TASK TO COMPLETE:
Only the pictures are to be left out; please reproduce everything else in the data exactly.

DATA TO PROCESS:
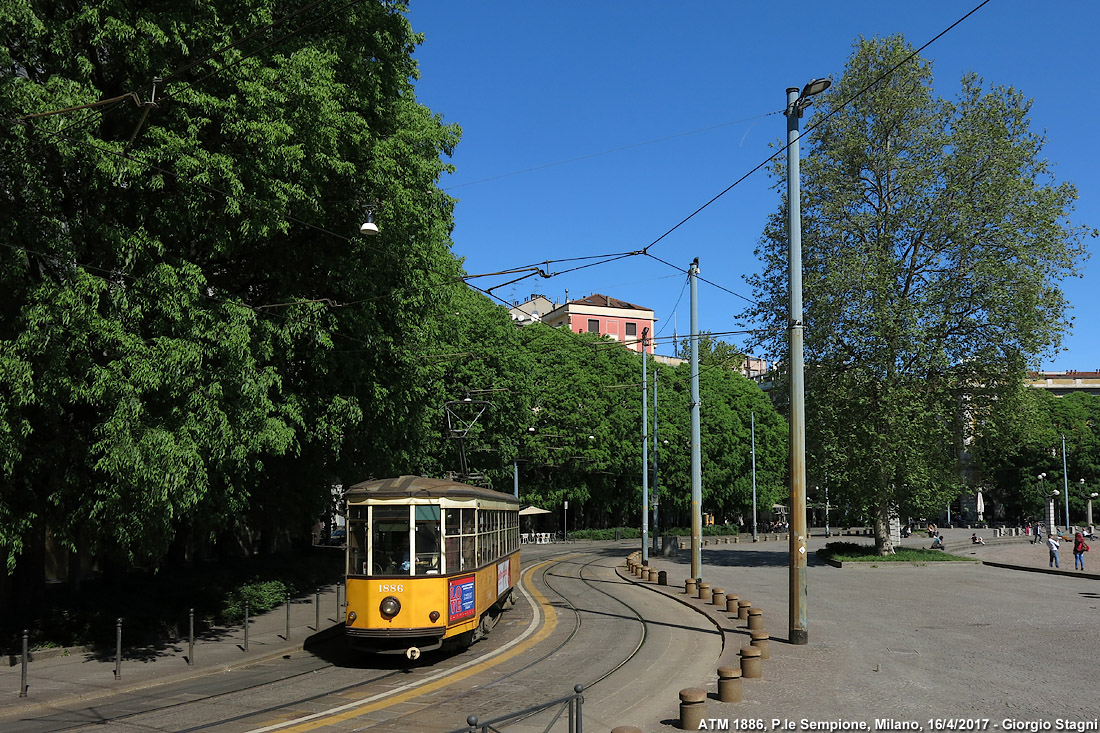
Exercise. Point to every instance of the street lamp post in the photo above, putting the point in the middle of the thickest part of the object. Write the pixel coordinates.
(796, 102)
(752, 416)
(1049, 502)
(1091, 496)
(1065, 480)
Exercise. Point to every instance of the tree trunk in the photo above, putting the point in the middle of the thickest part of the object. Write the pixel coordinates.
(883, 545)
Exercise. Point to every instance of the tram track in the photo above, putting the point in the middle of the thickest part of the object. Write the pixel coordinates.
(546, 576)
(550, 577)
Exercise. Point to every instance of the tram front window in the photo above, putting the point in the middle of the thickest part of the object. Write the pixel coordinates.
(427, 540)
(391, 540)
(356, 542)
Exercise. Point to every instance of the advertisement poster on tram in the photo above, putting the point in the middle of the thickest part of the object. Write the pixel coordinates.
(461, 599)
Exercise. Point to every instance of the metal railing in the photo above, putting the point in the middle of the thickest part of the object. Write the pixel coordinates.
(571, 704)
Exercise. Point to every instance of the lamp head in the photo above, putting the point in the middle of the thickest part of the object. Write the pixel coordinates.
(815, 87)
(369, 227)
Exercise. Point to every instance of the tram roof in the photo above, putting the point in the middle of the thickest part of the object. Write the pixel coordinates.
(414, 487)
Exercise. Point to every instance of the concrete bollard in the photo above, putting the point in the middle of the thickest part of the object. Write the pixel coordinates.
(756, 619)
(692, 708)
(729, 684)
(760, 641)
(751, 667)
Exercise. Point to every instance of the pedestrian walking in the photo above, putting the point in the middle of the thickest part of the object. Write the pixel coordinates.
(1079, 549)
(1052, 542)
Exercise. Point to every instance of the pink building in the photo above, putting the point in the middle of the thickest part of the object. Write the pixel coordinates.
(602, 314)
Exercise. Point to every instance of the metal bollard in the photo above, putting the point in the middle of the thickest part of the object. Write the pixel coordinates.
(118, 648)
(22, 684)
(760, 639)
(729, 684)
(756, 620)
(751, 666)
(692, 708)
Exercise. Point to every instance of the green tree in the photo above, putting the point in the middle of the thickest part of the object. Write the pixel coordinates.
(193, 338)
(934, 240)
(728, 403)
(1020, 437)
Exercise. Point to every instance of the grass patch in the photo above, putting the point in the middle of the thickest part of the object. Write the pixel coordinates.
(856, 553)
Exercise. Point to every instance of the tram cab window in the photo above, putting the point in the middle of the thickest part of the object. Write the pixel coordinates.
(356, 542)
(391, 542)
(427, 540)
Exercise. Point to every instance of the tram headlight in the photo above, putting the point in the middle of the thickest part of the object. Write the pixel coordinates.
(389, 606)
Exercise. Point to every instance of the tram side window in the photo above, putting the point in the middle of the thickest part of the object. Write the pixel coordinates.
(391, 551)
(461, 535)
(356, 542)
(469, 539)
(427, 540)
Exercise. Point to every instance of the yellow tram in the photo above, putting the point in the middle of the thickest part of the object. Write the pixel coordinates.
(429, 561)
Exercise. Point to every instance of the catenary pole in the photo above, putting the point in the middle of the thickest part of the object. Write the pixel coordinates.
(696, 469)
(657, 489)
(645, 453)
(798, 458)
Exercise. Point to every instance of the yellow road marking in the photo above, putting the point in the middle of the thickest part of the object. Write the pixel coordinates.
(355, 709)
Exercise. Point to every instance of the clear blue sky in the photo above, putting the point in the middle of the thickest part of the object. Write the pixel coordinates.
(592, 128)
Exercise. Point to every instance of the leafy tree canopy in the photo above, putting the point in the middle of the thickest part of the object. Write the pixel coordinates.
(934, 240)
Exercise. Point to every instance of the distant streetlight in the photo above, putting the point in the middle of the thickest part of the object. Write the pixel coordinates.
(796, 102)
(1065, 479)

TASK RESULT:
Exercise. Point to every instance of the street lamp post in the photo above, putting the point in the middle of the thickest part of the object. Write the pixel coordinates.
(796, 102)
(752, 416)
(1049, 502)
(1091, 496)
(1065, 480)
Exercise. Point to every instance of the tree trunk in the photo above, putting the point in the middle of the thickest part of the object. Write the pixel coordinates.
(883, 545)
Exercise. Point to every instance of the tram track in the photo above, putting the point in the middle of the thickest part of the object. Write the pixel coordinates.
(546, 576)
(550, 577)
Exercise. Point to every instance of the tram front window in the photo above, putting the point in the middle of the thickest part of the object. Write the pixel coordinates.
(427, 540)
(391, 540)
(356, 542)
Exercise. Point to every instance of the advertisement poster on tram in the photo above, putting the point in the middle of the thickest part of the object. Write the pixel coordinates.
(461, 599)
Exercise. Point to every instance of the metal railing in the photo above, putting the point in the middle of the thickest part of the object. Write the pixel coordinates.
(571, 704)
Exercise. Point to every instance of the lamp head in the photo above, putting the point in the middle of the thickest part of the object. Write the pixel coordinates.
(815, 87)
(369, 227)
Exercise. Point to every instance of the tram roof in the photo above, putting the point in the middle of the thickest part of the object. Write the pixel coordinates.
(414, 487)
Exercise. Point to every instance of the concrete bollard in the photo above, putting the point in the middle of the thickest part of the object. Write the pixel coordinates.
(756, 619)
(692, 708)
(729, 684)
(760, 641)
(751, 667)
Exercise. Point to every instance of the pedestrian walking in the photo above, putting the point in the middle of the thickest part of the object. Write the pixel coordinates.
(1079, 549)
(1052, 542)
Exercise. Point to every instance of the pink building in the photo above, putting the point in the middle of the thickest part of the object. Write the pixel coordinates.
(602, 314)
Exercise. Point to every instance of the metal bollard in the photo above, putting the point in the middle of the thickest part of the object. Write the pixel coordinates.
(118, 648)
(22, 684)
(760, 639)
(729, 684)
(756, 620)
(751, 666)
(692, 708)
Exercise. Point to every instance of the green tree in the photo above, putting the point in the middle of the thickest part of the object. Write the pixel coordinates.
(193, 338)
(934, 240)
(728, 403)
(1020, 437)
Exercise. Point to every instance of the grass patch in the photo above, putting the point in the middle of the thickest part of the object. Write the pixel coordinates.
(856, 553)
Exercise. Point to every instance of the tram cab window in the photo above, putting the point in the middle of the thickest part of the object. Write the pixel coordinates.
(356, 542)
(391, 542)
(427, 540)
Exercise. Point to every instance of the tram headlight in the photo above, putting the point in the middle of the thickest part of the object. Write the pixel coordinates.
(389, 606)
Exercise. Point to every instance of the tram side window in the photo above, putting the point in the middle of the thickest part of the object. Write the pixel coordinates.
(391, 551)
(461, 535)
(356, 542)
(469, 539)
(427, 540)
Exercise. Point to every instance of the yellow tram in the photo above, putting the point in the middle of the thickest part of the object. Write the pixel coordinates.
(429, 561)
Exercise. Point to every instance of the catenary pole in the photo above, putting the point in the middle of the thickest part of the object. Write the pixel coordinates.
(696, 469)
(657, 489)
(645, 453)
(798, 458)
Exercise. Point to every instance of the yellow road marking in the photo above, putting the point in the middle of the thickest part of the object. Write the pixel coordinates.
(355, 709)
Exercise. Point to every instance of the clear blue sky in the photo above, putting the point in the middle of the thickest part of the object. Write the pixel coordinates.
(592, 128)
Exercise. Point to every instance of the leafy tree canopy in the photo above, putting the point in the middle of the thickest part of the object. Write the pixel coordinates.
(934, 240)
Exercise. Point to every instance of the distant streetlight in the photo above, putting the point in the middle of the thickest part of the object. Write the pixel coordinates.
(796, 102)
(1065, 479)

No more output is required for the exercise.